### Directions for this task
Output the lines below as a JSON list of strings, one string per line, with blank lines left out.

### Input for this task
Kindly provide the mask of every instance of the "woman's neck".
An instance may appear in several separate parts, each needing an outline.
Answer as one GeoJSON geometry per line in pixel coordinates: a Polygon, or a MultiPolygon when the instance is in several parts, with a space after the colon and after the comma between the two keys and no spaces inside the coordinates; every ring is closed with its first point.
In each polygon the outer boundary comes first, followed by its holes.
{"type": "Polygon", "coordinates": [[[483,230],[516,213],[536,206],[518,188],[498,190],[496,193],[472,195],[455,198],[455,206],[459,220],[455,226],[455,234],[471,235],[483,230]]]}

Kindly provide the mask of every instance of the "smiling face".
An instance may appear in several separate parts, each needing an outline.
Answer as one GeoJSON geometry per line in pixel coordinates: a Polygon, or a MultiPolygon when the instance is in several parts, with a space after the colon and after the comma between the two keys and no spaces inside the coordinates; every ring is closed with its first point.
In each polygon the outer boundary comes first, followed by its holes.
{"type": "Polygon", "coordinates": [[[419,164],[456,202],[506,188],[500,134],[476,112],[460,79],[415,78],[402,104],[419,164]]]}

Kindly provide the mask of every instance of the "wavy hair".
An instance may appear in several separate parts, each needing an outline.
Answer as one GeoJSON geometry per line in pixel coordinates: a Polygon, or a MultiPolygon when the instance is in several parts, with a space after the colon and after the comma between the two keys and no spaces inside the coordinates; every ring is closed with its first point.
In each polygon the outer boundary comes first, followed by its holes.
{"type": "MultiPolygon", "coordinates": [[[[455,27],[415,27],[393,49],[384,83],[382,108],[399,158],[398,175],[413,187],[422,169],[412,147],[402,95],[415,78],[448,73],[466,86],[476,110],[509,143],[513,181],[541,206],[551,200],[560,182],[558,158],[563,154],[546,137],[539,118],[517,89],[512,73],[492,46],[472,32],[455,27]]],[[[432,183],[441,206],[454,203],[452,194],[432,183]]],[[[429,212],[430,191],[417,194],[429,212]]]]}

### Answer to the task
[
  "Kindly provide the mask of every instance of the \"woman's neck\".",
  "An instance may appear in several separate parts, each needing an outline.",
  "Answer as one GeoJSON geometry per line in pixel coordinates: a Polygon, or a MultiPolygon when the instance is in several parts, with a space after the colon and after the comma between the two keys and no spaces inside the coordinates; every ring is closed with its first point.",
  "In each polygon the outer boundary comes first, followed by its holes.",
  "{\"type\": \"Polygon\", \"coordinates\": [[[483,230],[516,213],[536,206],[518,188],[498,190],[496,193],[472,195],[455,198],[455,206],[459,220],[455,226],[455,234],[471,235],[483,230]]]}",
  "Kindly provide the mask of every instance of the \"smiling face\".",
  "An instance may appear in several separate parts, each needing an outline.",
  "Answer as one GeoJSON geometry per line in pixel coordinates: a Polygon, or a MultiPolygon when the instance is in several parts, with a space after the colon and after the comma between the two keys and no spaces inside the coordinates; every ring is closed with its first point.",
  "In each polygon the outer boundary comes first, followed by its holes.",
  "{\"type\": \"Polygon\", \"coordinates\": [[[419,164],[456,202],[506,188],[500,134],[476,112],[460,79],[415,78],[402,104],[419,164]]]}",
  "Kindly provide the mask of every instance of the \"wavy hair\".",
  "An instance may appear in several separate parts, each needing an outline.",
  "Answer as one GeoJSON geometry per line in pixel coordinates: a Polygon, or a MultiPolygon when the instance is in several parts, with a space after the colon and after the comma between the two keys and no spaces inside the coordinates; every ring is closed with its first point.",
  "In each polygon the outer boundary comes first, followed by its holes.",
  "{\"type\": \"MultiPolygon\", \"coordinates\": [[[[455,27],[415,27],[393,49],[384,83],[382,108],[399,158],[398,175],[413,187],[422,169],[412,147],[402,95],[415,78],[448,73],[466,86],[476,110],[509,143],[513,181],[541,206],[551,200],[560,182],[558,158],[563,154],[546,137],[539,118],[517,89],[512,73],[492,46],[472,32],[455,27]]],[[[432,183],[441,206],[454,203],[452,194],[432,183]]],[[[429,212],[430,191],[417,194],[429,212]]]]}"
]